◆ GOAL OF THE EXERCISE ◆
Continue the article about the veterinary group's revised cat declawing policy, picking up right after its last sentence.

◆ PROVIDED TEXT ◆
A major veterinary group has updated its cat declawing policy to emphasize that the procedure is an “amputation.”
A major veterinary group has updated its cat declawing policy to emphasize that the procedure is an “amputation.”
Marc Selinger

A major veterinary group has updated its cat declawing policy to emphasize that the procedure is an “amputation” of the last bone in each toe and “should be regarded as a major surgery.”

The revised policy, which the American Veterinary Medical Association (AVMA) adopted at its annual convention in Denver in late July, “strongly encourages” veterinarians to educate their clients about declawing before it is performed. It maintains that declawing should only be done after alternatives have been sought to prevent destructive clawing.

“There was an agreement that the policy needed to address the seriousness of the procedure, and stress that this is not a simple procedure but in fact a major surgery,” AVMA spokesman Michael San Filippo said.

The AVMA, which represents more than 85,000 veterinarians, revised the policy with input from its members and from a panel that included representatives of the American Association of Feline Practitioners and the American Animal Hospital Association. The policy was last updated in 2009 and was due for a refresh because the AVMA typically reviews such policies every five years, San Filippo said.

◆ DATASET EXCERPTS ◆
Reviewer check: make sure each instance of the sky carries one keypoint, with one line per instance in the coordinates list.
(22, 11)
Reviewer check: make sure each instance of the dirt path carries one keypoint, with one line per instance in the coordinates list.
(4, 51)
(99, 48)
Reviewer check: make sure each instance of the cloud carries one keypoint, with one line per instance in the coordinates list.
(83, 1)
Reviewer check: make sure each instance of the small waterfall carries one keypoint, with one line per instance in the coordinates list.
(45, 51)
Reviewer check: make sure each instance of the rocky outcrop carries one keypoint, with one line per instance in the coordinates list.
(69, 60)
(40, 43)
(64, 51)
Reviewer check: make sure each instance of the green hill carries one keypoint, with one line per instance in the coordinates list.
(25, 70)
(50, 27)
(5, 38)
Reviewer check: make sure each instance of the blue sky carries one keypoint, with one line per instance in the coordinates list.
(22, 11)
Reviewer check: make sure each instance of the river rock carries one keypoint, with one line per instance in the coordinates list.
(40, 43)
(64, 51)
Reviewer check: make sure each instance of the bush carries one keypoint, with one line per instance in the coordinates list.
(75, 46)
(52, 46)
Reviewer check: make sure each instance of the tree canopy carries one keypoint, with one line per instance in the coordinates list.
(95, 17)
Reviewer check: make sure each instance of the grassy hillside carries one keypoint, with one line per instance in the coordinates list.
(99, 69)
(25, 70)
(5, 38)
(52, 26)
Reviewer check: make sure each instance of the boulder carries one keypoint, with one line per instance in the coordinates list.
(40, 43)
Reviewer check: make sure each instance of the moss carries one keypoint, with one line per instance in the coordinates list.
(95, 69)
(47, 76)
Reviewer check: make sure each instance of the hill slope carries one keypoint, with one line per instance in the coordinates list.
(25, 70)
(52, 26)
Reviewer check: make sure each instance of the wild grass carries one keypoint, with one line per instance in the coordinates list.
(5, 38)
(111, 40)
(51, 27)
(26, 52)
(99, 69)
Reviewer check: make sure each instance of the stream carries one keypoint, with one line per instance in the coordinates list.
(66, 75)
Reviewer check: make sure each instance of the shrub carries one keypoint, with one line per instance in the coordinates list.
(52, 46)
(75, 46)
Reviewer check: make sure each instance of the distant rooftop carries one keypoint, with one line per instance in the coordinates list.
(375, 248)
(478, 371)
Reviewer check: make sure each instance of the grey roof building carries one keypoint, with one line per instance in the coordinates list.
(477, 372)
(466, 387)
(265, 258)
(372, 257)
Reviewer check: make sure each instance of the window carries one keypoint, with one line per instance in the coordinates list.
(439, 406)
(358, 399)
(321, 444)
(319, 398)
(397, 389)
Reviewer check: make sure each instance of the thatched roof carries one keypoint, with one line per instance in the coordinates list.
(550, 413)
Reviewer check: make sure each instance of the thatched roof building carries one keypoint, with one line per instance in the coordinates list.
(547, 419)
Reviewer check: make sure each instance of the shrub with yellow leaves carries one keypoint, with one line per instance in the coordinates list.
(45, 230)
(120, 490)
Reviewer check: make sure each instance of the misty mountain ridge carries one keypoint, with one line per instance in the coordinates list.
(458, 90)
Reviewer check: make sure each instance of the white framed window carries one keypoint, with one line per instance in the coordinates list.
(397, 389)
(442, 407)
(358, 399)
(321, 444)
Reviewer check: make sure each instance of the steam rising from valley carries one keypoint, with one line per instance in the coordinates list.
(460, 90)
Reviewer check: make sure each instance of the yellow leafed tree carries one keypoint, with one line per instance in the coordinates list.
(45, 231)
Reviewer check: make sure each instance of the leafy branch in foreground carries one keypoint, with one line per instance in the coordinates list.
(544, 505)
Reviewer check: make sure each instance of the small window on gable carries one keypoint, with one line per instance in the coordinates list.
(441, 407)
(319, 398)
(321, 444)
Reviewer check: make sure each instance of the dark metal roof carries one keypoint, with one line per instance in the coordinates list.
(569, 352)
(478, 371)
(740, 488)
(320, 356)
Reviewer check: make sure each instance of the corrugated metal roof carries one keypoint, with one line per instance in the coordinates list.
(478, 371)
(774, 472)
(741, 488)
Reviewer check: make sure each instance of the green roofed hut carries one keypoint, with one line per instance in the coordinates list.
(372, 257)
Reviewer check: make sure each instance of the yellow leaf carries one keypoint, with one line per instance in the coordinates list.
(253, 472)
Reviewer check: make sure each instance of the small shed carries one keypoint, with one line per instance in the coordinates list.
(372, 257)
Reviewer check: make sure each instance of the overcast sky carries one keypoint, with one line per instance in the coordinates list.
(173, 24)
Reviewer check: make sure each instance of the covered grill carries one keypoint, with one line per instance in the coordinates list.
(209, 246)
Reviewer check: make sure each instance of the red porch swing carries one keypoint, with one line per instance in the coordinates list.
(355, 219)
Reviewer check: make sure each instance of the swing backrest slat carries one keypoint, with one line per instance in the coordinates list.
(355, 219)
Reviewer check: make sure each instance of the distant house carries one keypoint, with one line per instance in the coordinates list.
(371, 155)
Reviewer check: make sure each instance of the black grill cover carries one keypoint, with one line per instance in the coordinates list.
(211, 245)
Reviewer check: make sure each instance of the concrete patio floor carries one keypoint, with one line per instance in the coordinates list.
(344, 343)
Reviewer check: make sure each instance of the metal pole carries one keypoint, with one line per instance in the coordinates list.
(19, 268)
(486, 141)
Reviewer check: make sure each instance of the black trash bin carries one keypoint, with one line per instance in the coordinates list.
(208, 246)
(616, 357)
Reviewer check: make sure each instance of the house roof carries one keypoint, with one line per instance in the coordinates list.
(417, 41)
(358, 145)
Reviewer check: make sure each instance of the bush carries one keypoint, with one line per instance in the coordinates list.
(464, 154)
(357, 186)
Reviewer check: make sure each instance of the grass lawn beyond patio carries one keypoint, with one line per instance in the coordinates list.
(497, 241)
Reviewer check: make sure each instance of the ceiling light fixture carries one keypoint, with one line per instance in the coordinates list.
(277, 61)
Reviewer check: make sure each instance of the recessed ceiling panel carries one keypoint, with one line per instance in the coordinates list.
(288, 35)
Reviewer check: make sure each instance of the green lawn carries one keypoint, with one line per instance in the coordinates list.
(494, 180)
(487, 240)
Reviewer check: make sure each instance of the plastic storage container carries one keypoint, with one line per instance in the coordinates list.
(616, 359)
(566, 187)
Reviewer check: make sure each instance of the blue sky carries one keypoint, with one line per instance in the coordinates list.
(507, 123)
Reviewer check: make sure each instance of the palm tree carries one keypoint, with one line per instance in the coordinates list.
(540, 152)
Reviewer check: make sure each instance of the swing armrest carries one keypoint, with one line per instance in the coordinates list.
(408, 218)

◆ RESPONSE ◆
Declawing opponents expressed disappointment that the AVMA did not go further and call for an end to the procedure. They compare declawing to cutting off the tips of a person’s fingers, and assert that it is painful and potentially crippling and can cause behavior problems, such as biting or litter box avoidance. They say there are more humane ways to protect furniture, such as scratching posts, regular nail trimmings, nail caps and double-sided sticky tape.

“Amputating a cat's toe bones to protect couches is simply cruel,” said veterinarian Jennifer Conrad, founder and director of the Paw Project.

The AVMA insisted that there is “no scientific evidence” that declawing increases behavioral problems.